## Exercise description
Extract every line starting at the line that contains "Can you find the hairy" and ending with the final line of the data, inclusive; give only those lines, word for word.

==== Available data ====

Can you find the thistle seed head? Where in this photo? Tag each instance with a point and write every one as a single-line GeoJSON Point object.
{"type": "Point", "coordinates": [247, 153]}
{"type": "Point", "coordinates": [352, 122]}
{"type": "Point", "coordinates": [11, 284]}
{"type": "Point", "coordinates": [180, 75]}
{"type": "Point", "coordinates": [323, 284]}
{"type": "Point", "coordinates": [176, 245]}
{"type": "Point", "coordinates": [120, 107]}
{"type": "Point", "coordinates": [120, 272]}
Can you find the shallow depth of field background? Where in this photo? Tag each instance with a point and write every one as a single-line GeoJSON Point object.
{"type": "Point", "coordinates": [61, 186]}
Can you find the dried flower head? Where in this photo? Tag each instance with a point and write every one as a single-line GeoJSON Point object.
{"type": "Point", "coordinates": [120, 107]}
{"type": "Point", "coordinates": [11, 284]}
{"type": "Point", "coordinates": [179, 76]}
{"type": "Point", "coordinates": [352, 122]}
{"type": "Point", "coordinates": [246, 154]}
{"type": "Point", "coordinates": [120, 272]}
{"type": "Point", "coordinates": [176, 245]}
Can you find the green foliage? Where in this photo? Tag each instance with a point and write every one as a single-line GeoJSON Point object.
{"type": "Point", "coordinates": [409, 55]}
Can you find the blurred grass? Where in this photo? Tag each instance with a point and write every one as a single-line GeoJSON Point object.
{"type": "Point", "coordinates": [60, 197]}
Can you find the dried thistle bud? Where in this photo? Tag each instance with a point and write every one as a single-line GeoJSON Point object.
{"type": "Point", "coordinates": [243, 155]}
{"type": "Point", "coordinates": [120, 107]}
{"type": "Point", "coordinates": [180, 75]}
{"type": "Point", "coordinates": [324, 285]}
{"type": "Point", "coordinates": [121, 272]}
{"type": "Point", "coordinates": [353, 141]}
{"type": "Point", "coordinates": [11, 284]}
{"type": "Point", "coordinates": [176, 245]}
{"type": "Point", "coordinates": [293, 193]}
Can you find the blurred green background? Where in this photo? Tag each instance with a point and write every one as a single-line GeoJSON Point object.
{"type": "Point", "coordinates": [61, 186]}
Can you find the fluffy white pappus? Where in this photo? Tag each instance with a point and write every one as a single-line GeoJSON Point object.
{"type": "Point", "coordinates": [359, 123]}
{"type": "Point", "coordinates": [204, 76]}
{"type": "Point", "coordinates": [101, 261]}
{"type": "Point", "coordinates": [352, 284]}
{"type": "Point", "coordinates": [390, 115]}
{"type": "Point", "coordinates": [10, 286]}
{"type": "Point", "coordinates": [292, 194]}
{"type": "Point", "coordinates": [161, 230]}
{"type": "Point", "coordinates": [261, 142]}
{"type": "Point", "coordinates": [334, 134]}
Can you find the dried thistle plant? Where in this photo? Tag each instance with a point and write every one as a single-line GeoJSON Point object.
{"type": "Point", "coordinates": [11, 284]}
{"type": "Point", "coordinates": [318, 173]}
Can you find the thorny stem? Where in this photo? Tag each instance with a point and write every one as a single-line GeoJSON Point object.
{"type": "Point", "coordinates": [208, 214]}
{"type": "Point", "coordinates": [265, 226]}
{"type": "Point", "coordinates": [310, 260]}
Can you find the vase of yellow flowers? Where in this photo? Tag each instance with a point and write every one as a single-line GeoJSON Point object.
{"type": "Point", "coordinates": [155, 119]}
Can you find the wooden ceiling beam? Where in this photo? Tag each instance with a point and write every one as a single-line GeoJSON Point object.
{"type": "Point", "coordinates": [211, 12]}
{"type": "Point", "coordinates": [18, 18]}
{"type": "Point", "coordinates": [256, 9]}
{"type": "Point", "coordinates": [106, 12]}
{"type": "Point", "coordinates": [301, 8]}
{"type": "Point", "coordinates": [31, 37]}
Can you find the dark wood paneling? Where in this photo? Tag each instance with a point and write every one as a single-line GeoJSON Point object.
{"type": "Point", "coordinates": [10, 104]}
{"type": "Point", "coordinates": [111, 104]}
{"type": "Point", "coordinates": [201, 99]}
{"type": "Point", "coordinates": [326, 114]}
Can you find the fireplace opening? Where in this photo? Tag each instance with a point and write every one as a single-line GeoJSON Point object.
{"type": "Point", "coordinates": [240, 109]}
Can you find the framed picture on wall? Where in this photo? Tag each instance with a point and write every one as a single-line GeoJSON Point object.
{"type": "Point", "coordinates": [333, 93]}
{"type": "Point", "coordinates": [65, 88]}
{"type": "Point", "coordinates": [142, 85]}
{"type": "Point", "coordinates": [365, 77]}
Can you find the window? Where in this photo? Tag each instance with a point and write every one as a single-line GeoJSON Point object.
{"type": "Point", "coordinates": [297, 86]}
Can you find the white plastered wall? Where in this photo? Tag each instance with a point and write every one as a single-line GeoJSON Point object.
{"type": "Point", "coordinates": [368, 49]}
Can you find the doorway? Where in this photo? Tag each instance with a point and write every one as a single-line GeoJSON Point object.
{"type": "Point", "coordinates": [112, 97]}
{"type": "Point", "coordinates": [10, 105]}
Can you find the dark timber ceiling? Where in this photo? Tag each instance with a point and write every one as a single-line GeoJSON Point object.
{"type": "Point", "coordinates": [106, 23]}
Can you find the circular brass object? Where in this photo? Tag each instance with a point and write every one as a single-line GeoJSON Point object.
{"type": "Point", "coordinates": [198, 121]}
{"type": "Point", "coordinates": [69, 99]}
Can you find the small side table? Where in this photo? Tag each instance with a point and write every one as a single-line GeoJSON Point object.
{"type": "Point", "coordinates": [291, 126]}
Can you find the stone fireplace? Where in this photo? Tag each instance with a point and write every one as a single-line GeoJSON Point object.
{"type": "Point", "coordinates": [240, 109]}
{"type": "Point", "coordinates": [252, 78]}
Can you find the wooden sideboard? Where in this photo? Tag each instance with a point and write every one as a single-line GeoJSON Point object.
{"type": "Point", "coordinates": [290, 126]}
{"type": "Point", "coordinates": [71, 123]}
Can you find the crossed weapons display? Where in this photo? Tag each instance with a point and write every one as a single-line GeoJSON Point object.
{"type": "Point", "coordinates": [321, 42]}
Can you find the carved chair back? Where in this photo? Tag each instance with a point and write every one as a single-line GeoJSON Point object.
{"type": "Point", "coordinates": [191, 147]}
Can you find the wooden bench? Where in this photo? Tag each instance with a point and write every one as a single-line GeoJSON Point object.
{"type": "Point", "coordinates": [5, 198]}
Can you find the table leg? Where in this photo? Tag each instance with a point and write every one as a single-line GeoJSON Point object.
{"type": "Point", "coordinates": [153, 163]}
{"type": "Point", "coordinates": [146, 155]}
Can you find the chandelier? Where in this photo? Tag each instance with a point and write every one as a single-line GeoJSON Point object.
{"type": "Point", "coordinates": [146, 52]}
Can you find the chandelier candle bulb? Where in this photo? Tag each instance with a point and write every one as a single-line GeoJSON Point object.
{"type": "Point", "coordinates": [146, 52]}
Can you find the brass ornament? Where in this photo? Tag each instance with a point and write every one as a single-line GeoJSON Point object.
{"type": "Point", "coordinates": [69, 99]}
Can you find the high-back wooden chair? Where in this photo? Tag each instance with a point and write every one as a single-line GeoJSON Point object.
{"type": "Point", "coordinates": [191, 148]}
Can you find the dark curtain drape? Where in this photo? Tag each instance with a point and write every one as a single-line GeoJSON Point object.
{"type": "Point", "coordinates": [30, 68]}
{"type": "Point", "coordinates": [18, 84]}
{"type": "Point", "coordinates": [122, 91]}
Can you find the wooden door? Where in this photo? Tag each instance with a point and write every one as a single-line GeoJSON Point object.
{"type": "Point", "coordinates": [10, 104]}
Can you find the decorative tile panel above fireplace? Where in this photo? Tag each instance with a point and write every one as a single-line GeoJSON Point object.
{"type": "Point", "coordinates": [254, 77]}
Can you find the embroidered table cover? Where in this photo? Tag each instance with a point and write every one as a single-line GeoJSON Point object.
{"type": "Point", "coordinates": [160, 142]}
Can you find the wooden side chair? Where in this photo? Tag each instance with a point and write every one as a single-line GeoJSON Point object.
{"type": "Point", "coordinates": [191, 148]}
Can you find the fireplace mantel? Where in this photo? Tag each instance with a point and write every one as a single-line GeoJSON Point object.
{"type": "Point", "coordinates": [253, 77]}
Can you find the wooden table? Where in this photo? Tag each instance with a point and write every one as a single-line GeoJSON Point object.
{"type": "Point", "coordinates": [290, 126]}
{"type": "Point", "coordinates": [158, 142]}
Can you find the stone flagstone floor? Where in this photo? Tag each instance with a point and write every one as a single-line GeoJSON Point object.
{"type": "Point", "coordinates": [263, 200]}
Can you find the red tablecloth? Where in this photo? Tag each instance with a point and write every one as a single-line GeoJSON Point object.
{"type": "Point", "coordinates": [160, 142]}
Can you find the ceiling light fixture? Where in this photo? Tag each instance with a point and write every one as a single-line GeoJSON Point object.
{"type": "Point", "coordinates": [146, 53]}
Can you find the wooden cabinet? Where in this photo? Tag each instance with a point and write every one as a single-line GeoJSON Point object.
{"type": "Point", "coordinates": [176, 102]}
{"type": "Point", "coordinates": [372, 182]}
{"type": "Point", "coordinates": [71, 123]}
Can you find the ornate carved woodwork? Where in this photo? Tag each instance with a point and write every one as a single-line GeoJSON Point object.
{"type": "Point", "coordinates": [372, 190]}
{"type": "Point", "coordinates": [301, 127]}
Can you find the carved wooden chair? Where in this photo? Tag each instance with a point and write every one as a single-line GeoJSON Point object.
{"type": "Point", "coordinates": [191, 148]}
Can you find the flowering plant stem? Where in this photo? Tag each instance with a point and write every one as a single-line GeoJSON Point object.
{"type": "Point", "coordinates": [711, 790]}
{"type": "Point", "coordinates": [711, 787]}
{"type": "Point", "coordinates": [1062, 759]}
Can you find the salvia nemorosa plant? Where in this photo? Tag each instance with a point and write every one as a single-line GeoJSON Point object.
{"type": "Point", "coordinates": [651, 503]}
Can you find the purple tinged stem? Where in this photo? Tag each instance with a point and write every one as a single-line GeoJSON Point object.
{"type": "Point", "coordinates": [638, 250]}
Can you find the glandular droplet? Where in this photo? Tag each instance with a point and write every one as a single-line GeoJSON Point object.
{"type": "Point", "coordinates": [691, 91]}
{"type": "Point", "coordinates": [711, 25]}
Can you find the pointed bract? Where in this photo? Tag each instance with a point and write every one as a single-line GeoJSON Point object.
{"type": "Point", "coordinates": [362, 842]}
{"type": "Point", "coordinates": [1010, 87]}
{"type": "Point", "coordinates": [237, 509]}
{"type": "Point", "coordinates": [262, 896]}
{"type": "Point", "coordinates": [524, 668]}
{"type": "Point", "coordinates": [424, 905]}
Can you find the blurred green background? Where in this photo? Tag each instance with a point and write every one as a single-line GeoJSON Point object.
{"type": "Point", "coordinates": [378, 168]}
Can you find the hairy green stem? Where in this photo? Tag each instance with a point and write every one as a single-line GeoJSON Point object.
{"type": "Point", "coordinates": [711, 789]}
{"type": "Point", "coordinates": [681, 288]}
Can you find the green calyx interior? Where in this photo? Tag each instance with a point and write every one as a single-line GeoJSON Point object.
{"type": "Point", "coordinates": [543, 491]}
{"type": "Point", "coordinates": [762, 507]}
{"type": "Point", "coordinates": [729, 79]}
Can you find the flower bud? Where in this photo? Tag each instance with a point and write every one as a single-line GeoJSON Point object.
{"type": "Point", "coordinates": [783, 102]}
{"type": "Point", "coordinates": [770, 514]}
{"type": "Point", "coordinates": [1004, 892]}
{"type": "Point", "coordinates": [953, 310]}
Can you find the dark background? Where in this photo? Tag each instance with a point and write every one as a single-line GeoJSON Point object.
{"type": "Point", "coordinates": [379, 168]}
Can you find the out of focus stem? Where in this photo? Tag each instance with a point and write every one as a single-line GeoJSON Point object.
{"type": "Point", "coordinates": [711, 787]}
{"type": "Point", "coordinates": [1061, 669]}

====

## Task solution
Can you find the hairy green stem? Where in this photo? Tag each instance with a point and write every one as a single-line GeoJSON Point object.
{"type": "Point", "coordinates": [711, 789]}
{"type": "Point", "coordinates": [681, 288]}
Can you find the green calyx interior? Where in this photo? Tag each instance with a point and write every one as a single-line GeoJSON Point object.
{"type": "Point", "coordinates": [543, 491]}
{"type": "Point", "coordinates": [762, 507]}
{"type": "Point", "coordinates": [729, 79]}
Can you find the flower bud? Where in this photo? Tag each instance with a point and write every one as a single-line GeoJSON Point object.
{"type": "Point", "coordinates": [783, 102]}
{"type": "Point", "coordinates": [770, 514]}
{"type": "Point", "coordinates": [1004, 892]}
{"type": "Point", "coordinates": [953, 310]}
Can you find the dark background? Where in this photo? Tag each instance with a point and write every one as a single-line GeoJSON Point object.
{"type": "Point", "coordinates": [379, 168]}
Can you find the out of focus stem? Where in this photo? Tag each instance with a point and write every one as a single-line GeoJSON Point object.
{"type": "Point", "coordinates": [711, 787]}
{"type": "Point", "coordinates": [1061, 669]}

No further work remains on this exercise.